# Task to complete
Answer these questions from the forum thread below:
1. According to Karen Klotthor, how many series did the MN test have when she attended in 2005?
2. According to Eric Johnson, how many dogs would each flight have held with 6 flights?
3. According to kona's mom, about how many dogs in Flight B still had to run in the 4th series?

# Text block
+++

I'll let Larry Kimble know you are interested in the job.

Ass in the grass regards

Bubba


----------



## Karen Klotthor (Jul 21, 2011)

When did the MN start having 6 series. When we went in 2005 it was 5 . Last year I heard it was 5. Why do 6 when all the years before have been 5.


----------



## Wayne Nutt (Jan 10, 2010)

Anyone know about Flight C, dog 148, Sureshot's Little Latin Lover? Cha Cha is Rowdy's mom.


----------



## Thomas D (Jan 27, 2003)

Right or wrong, I think updating the callbacks on their website is the last thing on their mind. Too many dogs, too little help.


----------



## John Kelder (Mar 10, 2006)

Thomas D said:


> Right or wrong, I think updating the callbacks on their website is the last thing on their mind. Too many dogs, too little help.




Right you are Tom....


----------



## Splash_em (Apr 23, 2009)

Wayne Nutt said:


> Anyone know about Flight C, dog 148, Sureshot's Little Latin Lover? Cha Cha is Rowdy's mom.


Cha should be the 2nd dog off Lyle's truck in the morning for their 5th series.


----------



## kona's mom (Dec 30, 2008)

Flight B has about 40 to run still in 4th series in morning. Flights A and C have already started 5th. D starts first thing in morning


----------



## Eric Johnson (Dec 23, 2004)

Thomas D said:


> Right or wrong, I think updating the callbacks on their website is the last thing on their mind. Too many dogs, too little help.


I wonder why they didn't have a couple of teams of "standby judges" ready if the numbers warranted, as they did. With 6 flights, there would have been 120 dogs per flight instead of 180. The Black Warrior club routinely has 6 Master flights for a week-end test. Heck, they've had week-ends with 7 flights. There's a lot of land that's not being used and the Dept of Correction has an almost unlimited supply of bird boys.<g> IOW, all the MN club would have had to do is to have the judges ready in the event they were needed.


----------



## Scott R. (Mar 13, 2012)

ClarkAnsel said:


> I'll give them the benefit of the doubt. I think they're having difficulty accessing the internet at the test site. Twitter is a tool they need to look into using more for this event.


They have a Twitter account and if I remember correctly they tweeted about the difficulties they were having uploading the callbacks with an apology and request for patience included. I think the post was on their Facebook site as well. Seems there is something that could be done though.


----------



## Firefighter1 (Aug 15, 2010)

They have had no problems showing us pictures of people in lawn chairs. There is no excuse for not updating the Call backs. If they can't access the original call back file, they can create a new one. There are no excuses for this type of coverage.


----------



## Thomas D (Jan 27, 2003)

+++

# Dataset section
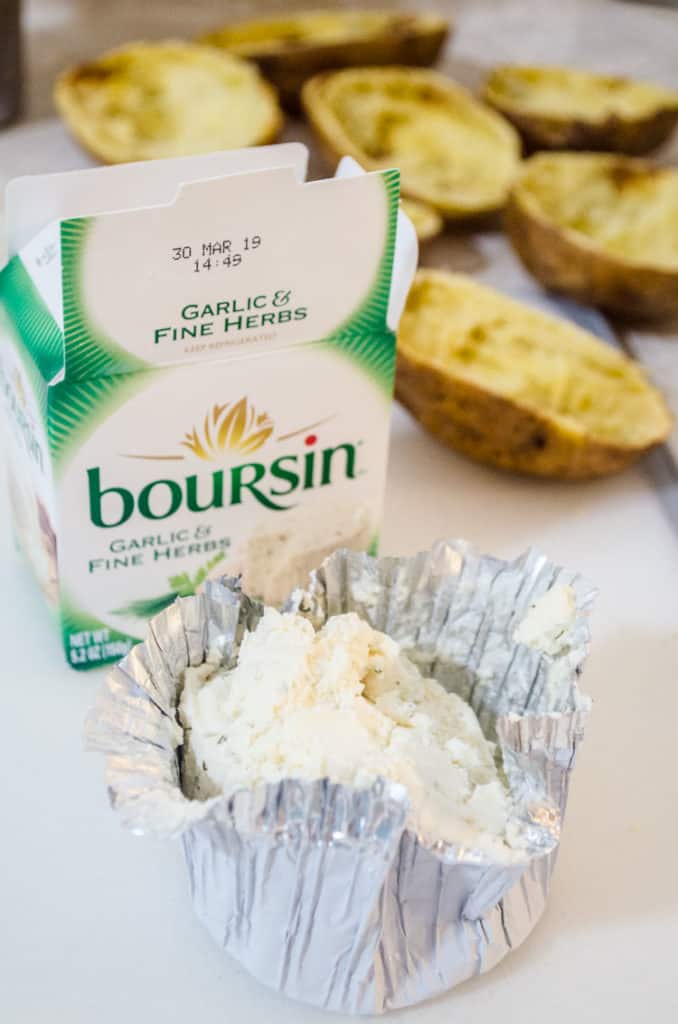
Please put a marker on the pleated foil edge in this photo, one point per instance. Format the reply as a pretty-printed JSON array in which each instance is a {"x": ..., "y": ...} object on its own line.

+++

# Answer to the task
1. Five.
2. 120.
3. About 40.